WORK REQUEST – Every single entry that follows is to be retyped exactly.

Top of TASK DATA

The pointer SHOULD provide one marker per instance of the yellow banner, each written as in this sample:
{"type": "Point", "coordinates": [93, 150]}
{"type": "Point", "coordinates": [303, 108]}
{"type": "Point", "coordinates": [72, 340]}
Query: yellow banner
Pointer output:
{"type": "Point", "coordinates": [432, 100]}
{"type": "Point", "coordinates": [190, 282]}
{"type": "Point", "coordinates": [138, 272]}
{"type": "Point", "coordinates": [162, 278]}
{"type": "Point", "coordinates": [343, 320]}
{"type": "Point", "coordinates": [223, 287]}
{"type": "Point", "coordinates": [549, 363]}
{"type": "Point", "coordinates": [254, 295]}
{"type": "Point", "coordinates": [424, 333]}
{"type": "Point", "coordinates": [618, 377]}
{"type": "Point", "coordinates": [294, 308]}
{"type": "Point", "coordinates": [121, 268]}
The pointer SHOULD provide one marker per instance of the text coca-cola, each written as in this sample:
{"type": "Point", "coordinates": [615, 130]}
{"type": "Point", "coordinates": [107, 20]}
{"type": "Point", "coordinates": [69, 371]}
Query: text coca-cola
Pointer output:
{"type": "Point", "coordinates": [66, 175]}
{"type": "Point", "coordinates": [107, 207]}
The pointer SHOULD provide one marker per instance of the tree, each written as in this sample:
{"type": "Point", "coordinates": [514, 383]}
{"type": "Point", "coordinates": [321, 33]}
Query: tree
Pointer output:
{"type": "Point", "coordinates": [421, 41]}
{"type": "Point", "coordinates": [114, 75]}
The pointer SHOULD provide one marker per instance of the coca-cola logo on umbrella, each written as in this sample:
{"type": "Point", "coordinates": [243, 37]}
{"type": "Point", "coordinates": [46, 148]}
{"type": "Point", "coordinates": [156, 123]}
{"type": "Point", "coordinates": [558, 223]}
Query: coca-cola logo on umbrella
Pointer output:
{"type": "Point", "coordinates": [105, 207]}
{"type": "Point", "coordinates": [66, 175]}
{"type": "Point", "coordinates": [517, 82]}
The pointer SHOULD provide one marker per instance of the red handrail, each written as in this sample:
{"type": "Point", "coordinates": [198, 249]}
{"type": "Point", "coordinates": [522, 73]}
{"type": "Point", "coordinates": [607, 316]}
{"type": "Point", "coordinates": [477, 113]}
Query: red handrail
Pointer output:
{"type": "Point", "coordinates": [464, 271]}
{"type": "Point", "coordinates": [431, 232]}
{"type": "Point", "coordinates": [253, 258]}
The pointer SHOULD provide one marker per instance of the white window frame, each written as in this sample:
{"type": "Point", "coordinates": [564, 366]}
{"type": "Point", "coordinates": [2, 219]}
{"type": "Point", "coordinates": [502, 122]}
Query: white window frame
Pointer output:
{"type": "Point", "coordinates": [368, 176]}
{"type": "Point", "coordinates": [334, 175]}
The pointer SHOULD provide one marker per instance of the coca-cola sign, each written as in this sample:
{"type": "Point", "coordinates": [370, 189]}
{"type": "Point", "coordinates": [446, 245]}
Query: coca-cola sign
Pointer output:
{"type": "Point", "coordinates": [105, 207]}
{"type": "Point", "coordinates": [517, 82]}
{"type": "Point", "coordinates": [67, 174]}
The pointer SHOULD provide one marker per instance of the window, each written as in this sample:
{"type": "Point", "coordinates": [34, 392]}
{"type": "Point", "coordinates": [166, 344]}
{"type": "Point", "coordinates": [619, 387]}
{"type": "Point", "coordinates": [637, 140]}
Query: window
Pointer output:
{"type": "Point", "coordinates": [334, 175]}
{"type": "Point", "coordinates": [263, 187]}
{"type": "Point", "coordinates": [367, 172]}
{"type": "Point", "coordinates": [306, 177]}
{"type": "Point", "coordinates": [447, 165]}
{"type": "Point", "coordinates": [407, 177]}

Bottom of TASK DATA

WRITTEN REPLY –
The pointer SHOULD provide one marker per instance of the yellow banner, each written as in this sample:
{"type": "Point", "coordinates": [93, 150]}
{"type": "Point", "coordinates": [303, 108]}
{"type": "Point", "coordinates": [72, 340]}
Query: yellow banner
Pointer output:
{"type": "Point", "coordinates": [432, 100]}
{"type": "Point", "coordinates": [190, 282]}
{"type": "Point", "coordinates": [138, 272]}
{"type": "Point", "coordinates": [162, 278]}
{"type": "Point", "coordinates": [343, 320]}
{"type": "Point", "coordinates": [223, 287]}
{"type": "Point", "coordinates": [549, 363]}
{"type": "Point", "coordinates": [254, 295]}
{"type": "Point", "coordinates": [424, 333]}
{"type": "Point", "coordinates": [618, 377]}
{"type": "Point", "coordinates": [294, 308]}
{"type": "Point", "coordinates": [121, 268]}
The pointer SHOULD provide one marker per instance of the text coca-cola, each written as in this sample:
{"type": "Point", "coordinates": [615, 130]}
{"type": "Point", "coordinates": [107, 20]}
{"type": "Point", "coordinates": [69, 371]}
Query: text coca-cola
Pointer output:
{"type": "Point", "coordinates": [66, 175]}
{"type": "Point", "coordinates": [107, 207]}
The pointer SHOULD provide one marker per instance of the tree, each written as in this sample:
{"type": "Point", "coordinates": [514, 383]}
{"type": "Point", "coordinates": [321, 33]}
Query: tree
Pointer output:
{"type": "Point", "coordinates": [421, 41]}
{"type": "Point", "coordinates": [114, 75]}
The pointer SHOULD provide one marker per instance of the coca-cola logo on umbrella, each written as in this sample:
{"type": "Point", "coordinates": [243, 37]}
{"type": "Point", "coordinates": [46, 148]}
{"type": "Point", "coordinates": [156, 123]}
{"type": "Point", "coordinates": [558, 223]}
Query: coca-cola logo on umbrella
Pointer output:
{"type": "Point", "coordinates": [105, 207]}
{"type": "Point", "coordinates": [66, 175]}
{"type": "Point", "coordinates": [517, 82]}
The pointer SHOULD provide one marker per instance of the red handrail, each written as in this sample:
{"type": "Point", "coordinates": [198, 249]}
{"type": "Point", "coordinates": [522, 73]}
{"type": "Point", "coordinates": [607, 316]}
{"type": "Point", "coordinates": [477, 113]}
Query: red handrail
Pointer output:
{"type": "Point", "coordinates": [464, 271]}
{"type": "Point", "coordinates": [431, 232]}
{"type": "Point", "coordinates": [253, 258]}
The pointer SHOULD provide one marker per instance of the white window frame, each written as in this sample:
{"type": "Point", "coordinates": [564, 366]}
{"type": "Point", "coordinates": [2, 219]}
{"type": "Point", "coordinates": [502, 122]}
Query: white window frame
Pointer output:
{"type": "Point", "coordinates": [368, 176]}
{"type": "Point", "coordinates": [334, 175]}
The pointer SHOULD provide one marker per instance of the coca-cola sign, each written as in this sample:
{"type": "Point", "coordinates": [370, 189]}
{"type": "Point", "coordinates": [446, 245]}
Query: coca-cola sign
Pointer output:
{"type": "Point", "coordinates": [105, 207]}
{"type": "Point", "coordinates": [517, 82]}
{"type": "Point", "coordinates": [67, 174]}
The pointer SHOULD provide one marker per instance of the window, each written as in this sample:
{"type": "Point", "coordinates": [34, 392]}
{"type": "Point", "coordinates": [166, 344]}
{"type": "Point", "coordinates": [619, 387]}
{"type": "Point", "coordinates": [637, 140]}
Query: window
Pointer output:
{"type": "Point", "coordinates": [334, 175]}
{"type": "Point", "coordinates": [263, 187]}
{"type": "Point", "coordinates": [367, 172]}
{"type": "Point", "coordinates": [306, 177]}
{"type": "Point", "coordinates": [447, 165]}
{"type": "Point", "coordinates": [407, 177]}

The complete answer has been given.